**Your instructions**
Convert the lines below that begin with the line containing "Exercise. Tag the blue jeans" and end with the line containing "x=544, y=378", including both, into a Markdown table with the columns Row and Text. Leave out any blank lines.

++++ Records for this exercise

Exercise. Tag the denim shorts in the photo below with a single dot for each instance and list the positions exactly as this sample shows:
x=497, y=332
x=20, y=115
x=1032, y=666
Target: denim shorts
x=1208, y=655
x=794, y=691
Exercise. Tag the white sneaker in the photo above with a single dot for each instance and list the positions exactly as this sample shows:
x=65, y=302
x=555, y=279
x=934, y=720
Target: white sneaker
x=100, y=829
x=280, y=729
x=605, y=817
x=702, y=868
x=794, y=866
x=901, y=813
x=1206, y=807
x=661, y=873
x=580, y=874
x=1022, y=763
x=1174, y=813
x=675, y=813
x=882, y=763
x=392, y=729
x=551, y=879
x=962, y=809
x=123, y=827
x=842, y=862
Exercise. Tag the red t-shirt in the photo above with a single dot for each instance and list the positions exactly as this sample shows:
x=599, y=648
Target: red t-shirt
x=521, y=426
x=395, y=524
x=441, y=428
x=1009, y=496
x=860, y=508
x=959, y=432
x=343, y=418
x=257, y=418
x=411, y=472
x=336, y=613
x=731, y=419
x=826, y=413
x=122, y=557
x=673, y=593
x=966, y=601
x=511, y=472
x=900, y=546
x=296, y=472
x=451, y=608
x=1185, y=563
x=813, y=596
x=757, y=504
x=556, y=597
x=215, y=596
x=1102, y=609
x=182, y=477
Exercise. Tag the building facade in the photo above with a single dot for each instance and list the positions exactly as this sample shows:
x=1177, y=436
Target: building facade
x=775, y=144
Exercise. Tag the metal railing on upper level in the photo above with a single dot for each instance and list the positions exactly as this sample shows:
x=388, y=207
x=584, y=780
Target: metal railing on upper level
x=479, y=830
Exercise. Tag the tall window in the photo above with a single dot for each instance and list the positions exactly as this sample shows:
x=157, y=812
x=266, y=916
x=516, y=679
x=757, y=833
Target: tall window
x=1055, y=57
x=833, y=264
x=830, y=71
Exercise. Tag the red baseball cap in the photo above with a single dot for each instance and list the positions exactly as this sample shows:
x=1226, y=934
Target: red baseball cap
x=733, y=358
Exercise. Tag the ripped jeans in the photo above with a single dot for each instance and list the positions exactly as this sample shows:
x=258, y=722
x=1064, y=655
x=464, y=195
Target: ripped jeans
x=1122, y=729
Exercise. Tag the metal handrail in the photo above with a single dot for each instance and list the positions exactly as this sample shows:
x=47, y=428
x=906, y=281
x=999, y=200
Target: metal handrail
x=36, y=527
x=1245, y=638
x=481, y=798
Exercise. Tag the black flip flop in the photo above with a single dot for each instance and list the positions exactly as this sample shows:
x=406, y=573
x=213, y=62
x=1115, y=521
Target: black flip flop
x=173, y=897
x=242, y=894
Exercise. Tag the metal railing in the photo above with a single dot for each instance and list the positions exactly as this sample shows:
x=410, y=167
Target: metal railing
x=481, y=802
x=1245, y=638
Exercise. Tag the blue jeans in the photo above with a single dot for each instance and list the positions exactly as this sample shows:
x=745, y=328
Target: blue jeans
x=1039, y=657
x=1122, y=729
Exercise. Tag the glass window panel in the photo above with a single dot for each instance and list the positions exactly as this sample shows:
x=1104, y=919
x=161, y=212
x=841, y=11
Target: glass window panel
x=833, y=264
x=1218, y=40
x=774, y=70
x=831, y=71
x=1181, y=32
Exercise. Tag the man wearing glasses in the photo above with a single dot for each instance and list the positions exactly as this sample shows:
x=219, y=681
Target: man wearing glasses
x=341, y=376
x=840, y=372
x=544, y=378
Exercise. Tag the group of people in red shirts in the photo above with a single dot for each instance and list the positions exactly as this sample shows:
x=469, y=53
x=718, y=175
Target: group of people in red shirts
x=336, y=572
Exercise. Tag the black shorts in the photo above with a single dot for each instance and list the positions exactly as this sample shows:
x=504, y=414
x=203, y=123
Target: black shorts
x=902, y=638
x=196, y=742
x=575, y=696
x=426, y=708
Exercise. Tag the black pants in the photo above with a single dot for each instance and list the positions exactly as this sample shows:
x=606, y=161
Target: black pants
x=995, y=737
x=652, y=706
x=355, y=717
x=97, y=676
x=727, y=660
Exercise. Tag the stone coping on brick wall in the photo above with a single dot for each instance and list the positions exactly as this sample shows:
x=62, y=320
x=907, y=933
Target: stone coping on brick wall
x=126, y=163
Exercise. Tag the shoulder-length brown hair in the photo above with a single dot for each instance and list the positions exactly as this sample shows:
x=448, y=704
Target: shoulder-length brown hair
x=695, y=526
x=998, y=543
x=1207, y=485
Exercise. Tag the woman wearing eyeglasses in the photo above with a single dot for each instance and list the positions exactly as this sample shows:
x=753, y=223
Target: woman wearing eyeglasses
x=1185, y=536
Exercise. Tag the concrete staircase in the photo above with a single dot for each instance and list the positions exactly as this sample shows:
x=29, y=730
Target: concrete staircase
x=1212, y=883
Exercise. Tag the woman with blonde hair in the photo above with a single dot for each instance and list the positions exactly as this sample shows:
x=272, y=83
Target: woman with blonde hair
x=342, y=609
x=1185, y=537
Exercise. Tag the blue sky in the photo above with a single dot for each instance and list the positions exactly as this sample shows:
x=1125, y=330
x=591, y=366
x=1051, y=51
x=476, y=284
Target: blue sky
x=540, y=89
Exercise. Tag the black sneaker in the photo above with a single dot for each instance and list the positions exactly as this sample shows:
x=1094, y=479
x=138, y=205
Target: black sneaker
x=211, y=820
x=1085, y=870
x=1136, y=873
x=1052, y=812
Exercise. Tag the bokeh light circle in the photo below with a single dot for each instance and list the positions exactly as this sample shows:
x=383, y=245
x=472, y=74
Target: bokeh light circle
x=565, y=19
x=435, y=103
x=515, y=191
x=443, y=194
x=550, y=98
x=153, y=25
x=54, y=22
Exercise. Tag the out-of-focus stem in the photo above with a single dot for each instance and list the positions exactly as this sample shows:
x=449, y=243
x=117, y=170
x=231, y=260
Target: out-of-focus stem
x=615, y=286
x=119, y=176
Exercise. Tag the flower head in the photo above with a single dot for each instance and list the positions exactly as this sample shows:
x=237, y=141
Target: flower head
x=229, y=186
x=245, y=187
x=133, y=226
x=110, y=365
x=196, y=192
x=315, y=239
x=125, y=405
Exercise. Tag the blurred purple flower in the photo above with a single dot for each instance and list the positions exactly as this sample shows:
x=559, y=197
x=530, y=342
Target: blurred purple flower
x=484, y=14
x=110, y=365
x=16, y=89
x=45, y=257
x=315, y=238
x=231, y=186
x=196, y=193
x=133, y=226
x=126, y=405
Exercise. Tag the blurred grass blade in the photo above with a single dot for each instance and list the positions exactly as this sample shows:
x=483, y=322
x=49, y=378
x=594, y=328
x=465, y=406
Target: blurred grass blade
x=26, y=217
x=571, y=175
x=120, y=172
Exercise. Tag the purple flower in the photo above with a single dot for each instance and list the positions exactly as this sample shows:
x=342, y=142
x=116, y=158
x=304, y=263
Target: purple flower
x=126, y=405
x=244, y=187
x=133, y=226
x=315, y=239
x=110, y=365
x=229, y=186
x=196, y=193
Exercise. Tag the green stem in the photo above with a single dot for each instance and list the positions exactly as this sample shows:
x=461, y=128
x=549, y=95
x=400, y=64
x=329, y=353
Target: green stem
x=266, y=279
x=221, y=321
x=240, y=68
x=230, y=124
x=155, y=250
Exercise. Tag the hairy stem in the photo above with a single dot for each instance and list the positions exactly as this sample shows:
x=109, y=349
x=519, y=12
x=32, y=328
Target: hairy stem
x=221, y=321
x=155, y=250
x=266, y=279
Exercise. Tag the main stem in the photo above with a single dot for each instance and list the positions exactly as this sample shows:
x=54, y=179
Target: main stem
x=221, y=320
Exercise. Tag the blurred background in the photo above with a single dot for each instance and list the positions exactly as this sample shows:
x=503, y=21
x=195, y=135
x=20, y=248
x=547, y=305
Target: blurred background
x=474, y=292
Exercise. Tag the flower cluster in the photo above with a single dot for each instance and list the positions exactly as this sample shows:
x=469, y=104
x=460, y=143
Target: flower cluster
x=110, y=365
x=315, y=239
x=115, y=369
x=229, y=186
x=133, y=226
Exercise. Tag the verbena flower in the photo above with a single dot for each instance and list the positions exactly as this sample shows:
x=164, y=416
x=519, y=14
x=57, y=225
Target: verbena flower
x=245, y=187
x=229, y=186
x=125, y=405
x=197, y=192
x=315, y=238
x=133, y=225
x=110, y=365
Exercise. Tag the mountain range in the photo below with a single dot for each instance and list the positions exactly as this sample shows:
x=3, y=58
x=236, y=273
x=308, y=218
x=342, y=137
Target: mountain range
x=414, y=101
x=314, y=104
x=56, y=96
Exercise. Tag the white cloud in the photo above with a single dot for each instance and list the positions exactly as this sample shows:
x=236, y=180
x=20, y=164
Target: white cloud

++++++++

**Result of this task**
| Row | Text |
|---|---|
| 1 | Exercise. Tag the blue jeans in the photo above with a single dot for each instance and list the positions exactly as this sample shows: |
| 2 | x=745, y=328 |
| 3 | Target: blue jeans |
| 4 | x=1039, y=657 |
| 5 | x=1122, y=729 |
| 6 | Exercise. Tag the glass window panel in the photo above with a single dot for each instance and list the positions exactly as this sample shows: |
| 7 | x=1104, y=919 |
| 8 | x=161, y=212 |
| 9 | x=841, y=11 |
| 10 | Target: glass window panel |
| 11 | x=833, y=264 |
| 12 | x=1218, y=40 |
| 13 | x=774, y=70 |
| 14 | x=831, y=71 |
| 15 | x=1181, y=32 |
| 16 | Exercise. Tag the man wearing glasses in the photo above with a single dot for each instance and list the positions exactly as this sample shows: |
| 17 | x=219, y=681 |
| 18 | Target: man wearing glasses |
| 19 | x=341, y=376 |
| 20 | x=840, y=372 |
| 21 | x=544, y=378 |